↓

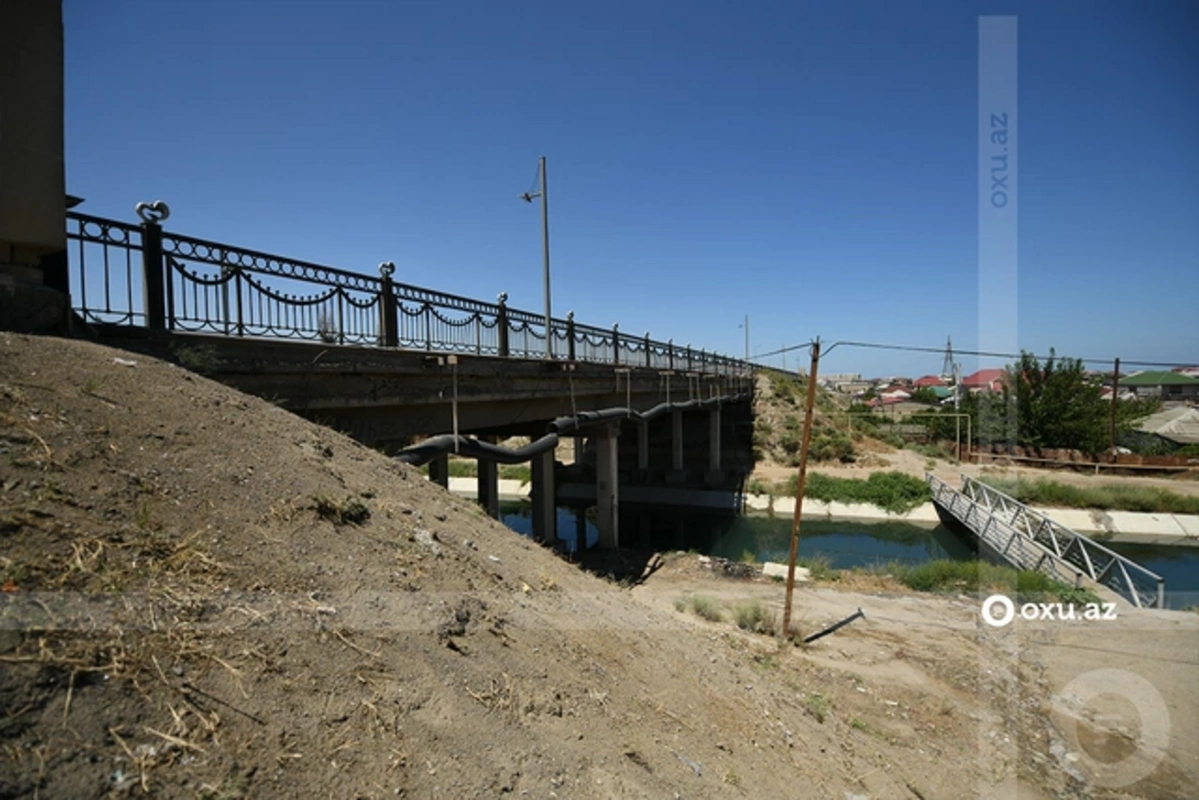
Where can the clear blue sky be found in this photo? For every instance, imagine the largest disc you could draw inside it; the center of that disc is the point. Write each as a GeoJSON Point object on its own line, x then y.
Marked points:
{"type": "Point", "coordinates": [812, 164]}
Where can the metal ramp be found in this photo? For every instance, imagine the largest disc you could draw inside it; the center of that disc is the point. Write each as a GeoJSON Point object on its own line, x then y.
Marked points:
{"type": "Point", "coordinates": [1029, 540]}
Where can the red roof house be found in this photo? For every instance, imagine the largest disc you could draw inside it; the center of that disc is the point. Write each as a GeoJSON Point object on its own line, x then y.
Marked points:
{"type": "Point", "coordinates": [984, 380]}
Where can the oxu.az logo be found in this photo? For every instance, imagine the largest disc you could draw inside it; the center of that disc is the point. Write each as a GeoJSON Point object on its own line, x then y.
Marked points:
{"type": "Point", "coordinates": [999, 611]}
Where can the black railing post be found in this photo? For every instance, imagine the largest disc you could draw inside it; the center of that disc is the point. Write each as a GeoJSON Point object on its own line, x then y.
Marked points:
{"type": "Point", "coordinates": [389, 326]}
{"type": "Point", "coordinates": [152, 275]}
{"type": "Point", "coordinates": [570, 335]}
{"type": "Point", "coordinates": [501, 325]}
{"type": "Point", "coordinates": [241, 319]}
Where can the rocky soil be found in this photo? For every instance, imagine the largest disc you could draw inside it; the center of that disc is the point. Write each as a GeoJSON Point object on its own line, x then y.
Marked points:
{"type": "Point", "coordinates": [206, 596]}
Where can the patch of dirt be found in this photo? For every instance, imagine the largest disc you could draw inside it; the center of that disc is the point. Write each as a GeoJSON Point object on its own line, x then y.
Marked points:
{"type": "Point", "coordinates": [204, 595]}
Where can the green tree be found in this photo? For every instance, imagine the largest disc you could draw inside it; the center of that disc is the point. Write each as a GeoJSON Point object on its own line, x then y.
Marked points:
{"type": "Point", "coordinates": [1058, 405]}
{"type": "Point", "coordinates": [925, 395]}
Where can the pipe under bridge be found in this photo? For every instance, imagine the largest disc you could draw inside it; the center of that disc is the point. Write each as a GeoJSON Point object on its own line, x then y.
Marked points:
{"type": "Point", "coordinates": [1029, 540]}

↑

Work to do: Swap "photo" for "image" throughout the listing, keeping every other word the same, and leave out the pictures.

Response to this task:
Where can the clear blue sky be found in this image? For every instance, imagine the largest disc you could draw inside it; the center of that disc is the point. Write each as a GeoJSON Point object on its own line, x then y.
Marked points:
{"type": "Point", "coordinates": [812, 164]}
Where can the metal ramp be found in this image? For every instance, imagine the largest disc you could draw inside it; the center of that disc is the point. Write each as a GeoJSON Point object on its own line, x then y.
Marked points:
{"type": "Point", "coordinates": [1029, 540]}
Where can the red roof house be found in this image? For every instance, imagine the largest disc you could draw inside it; the center of that disc is the point. Write each as a GeoJSON Point object on its own line, x then y.
Marked points:
{"type": "Point", "coordinates": [984, 380]}
Where can the oxu.az logo be found in this image? For every instance, imagine the largest disc you could draw inside it; the center of that disc is the point. Write each as a GeoJSON Point object on its own line, x then y.
Marked points:
{"type": "Point", "coordinates": [999, 611]}
Where can the black railing post be found in this image? For every instance, imagine the largest disc you could draw inside it; the center of that disc is the point. Write each as a GeoJSON Point object on its own line, x then y.
Marked points:
{"type": "Point", "coordinates": [389, 326]}
{"type": "Point", "coordinates": [152, 275]}
{"type": "Point", "coordinates": [570, 335]}
{"type": "Point", "coordinates": [501, 325]}
{"type": "Point", "coordinates": [241, 319]}
Where can the rocky soil be found in this image? For every instance, imagine the largest disc you could draw inside it; the center of that disc is the point. Write each as a GeoJSON Point object on its own line, x then y.
Marked points:
{"type": "Point", "coordinates": [206, 596]}
Where can the patch of dirt be found in this image? For every instance, imagine the largest disc you could draw inside it; the center of that disc is the point. Write each as a GeoJSON Point object on its own line, x then y.
Marked points:
{"type": "Point", "coordinates": [204, 595]}
Where can the green tree be found in this image? For every instance, imagine the largest disc you could draw inside it; the center of that disc is the point. Write each as a GeoJSON Point object on its own line, x then y.
Marked points:
{"type": "Point", "coordinates": [1058, 405]}
{"type": "Point", "coordinates": [925, 395]}
Where can the pipe under bridge be found in this image? For every instance, imagine the largest disc you could draw inside it; the center of that disc is the point. Write each as a GeoJSON Point object on its own line, x then y.
Marked points:
{"type": "Point", "coordinates": [1029, 540]}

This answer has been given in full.